Text segment.
◇ ◇ ◇ ◇ ◇ ◇ ◇

Precollege Science Teachers Need Better Training
U.S. science education is improving, but a few local programs are demonstrating how it can become even better.
Now and in the decades to come, science literacy may well be the defining factor for our success as individuals and as a nation. Indeed, U.S. global competitiveness and its national security rest firmly on our ability to educate a workforce capable of generating, coping with, and mastering myriad technological changes. In the summer of 2000 and again this past spring, Federal Reserve Chairman Alan Greenspan broke with tradition and testified before Congress not about interest rates or inflation but about the importance of strengthening U.S. science and math education as the foundation to continued economic growth and national security.
Those planning to pursue science and engineering careers will need higher levels of science literacy than most, but perhaps not so obvious is the fact that even nonscientists will need a baseline level of science understanding if they are to become responsible citizens, capable of functioning fully in a technology-driven age. Yet, many of us who work in science and technology (S&T) fields do not believe that the country has made the full commitment to improving science education. We are routinely barraged by reports telling us that our students are simply not making the grade when it comes to science. From the National Assessment of Education Progress to the Third International Math and Science Study (TIMSS), which periodically compares U.S. student performance in math and science to that of students from other countries, the news has not been favorable.
Recently, a spate of new reports has returned the issue of U.S. science education to center stage. The National Science Foundation (NSF) and the National Science Board issued companion reports in the spring of 2004 that show that the United States is not producing the number of scientists and engineers it needs to fill a job sector that is growing far faster than any other. Nor can the United States continue to depend on the talents and contributions of foreign-born scientists who have filled these jobs for the past decade, the reports say, because these scientists are now presented with expanding opportunities elsewhere. Thus, the United States faces a major shortage of science and engineering talent at the same time that many other countries are closing the gap with U.S. research leadership.
This country has a science pipeline problem, a problem that doesn’t begin in college or high school. It begins in elementary school, as early as kindergarten. That is when we get the best first chance to grab students’ attention and keep them engaged and interested in science for a lifetime. That is also the time when students, if taught science in a hands-on, inquiry-based manner, begin to develop important lifelong science literacy skills, such as problem solving, critical thinking, and working in teams.
This is not necessarily news to science educators who have been involved in efforts to strengthen science teaching for the past decade or so. Scientists, business leaders, and educators now agree that more effort should be placed on K-12 science education, with increased emphasis at the elementary school level. They concur that the skills and techniques of precollege science teachers should be strengthened and expanded, and that science teaching resources, including curriculum, laboratory equipment, and information technologies, should be renewed and improved. Most important, they want science to be taught in a hands-on, inquiry-based way.

◇ ◇ ◇ ◇ ◇ ◇ ◇

Tasks and exercises.
• A. In the piece on precollege science teacher training, when did Alan Greenspan testify before Congress about science and math education?
• B. Reproduce the rows below character for character, from the "subject: yellow fog light" line through the last one.

Data records.
◇ ◇ ◇ ◇ ◇ ◇ ◇

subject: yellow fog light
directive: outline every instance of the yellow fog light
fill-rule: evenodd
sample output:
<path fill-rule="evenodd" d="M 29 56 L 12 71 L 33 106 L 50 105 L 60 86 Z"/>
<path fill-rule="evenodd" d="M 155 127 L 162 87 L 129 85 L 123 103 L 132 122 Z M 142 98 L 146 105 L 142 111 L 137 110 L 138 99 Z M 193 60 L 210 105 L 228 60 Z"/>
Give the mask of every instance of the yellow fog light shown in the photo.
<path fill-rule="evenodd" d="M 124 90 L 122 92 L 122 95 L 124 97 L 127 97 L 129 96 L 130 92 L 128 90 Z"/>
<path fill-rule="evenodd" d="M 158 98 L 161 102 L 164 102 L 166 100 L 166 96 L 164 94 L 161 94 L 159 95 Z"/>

◇ ◇ ◇ ◇ ◇ ◇ ◇

The responses.
• A. He testified in the summer of 2000 and again this past spring.

• B.
subject: yellow fog light
directive: outline every instance of the yellow fog light
fill-rule: evenodd
sample output:
<path fill-rule="evenodd" d="M 29 56 L 12 71 L 33 106 L 50 105 L 60 86 Z"/>
<path fill-rule="evenodd" d="M 155 127 L 162 87 L 129 85 L 123 103 L 132 122 Z M 142 98 L 146 105 L 142 111 L 137 110 L 138 99 Z M 193 60 L 210 105 L 228 60 Z"/>
Give the mask of every instance of the yellow fog light shown in the photo.
<path fill-rule="evenodd" d="M 124 90 L 122 92 L 122 95 L 124 97 L 127 97 L 129 96 L 130 92 L 128 90 Z"/>
<path fill-rule="evenodd" d="M 158 98 L 161 102 L 164 102 L 166 100 L 166 96 L 164 94 L 161 94 L 159 95 Z"/>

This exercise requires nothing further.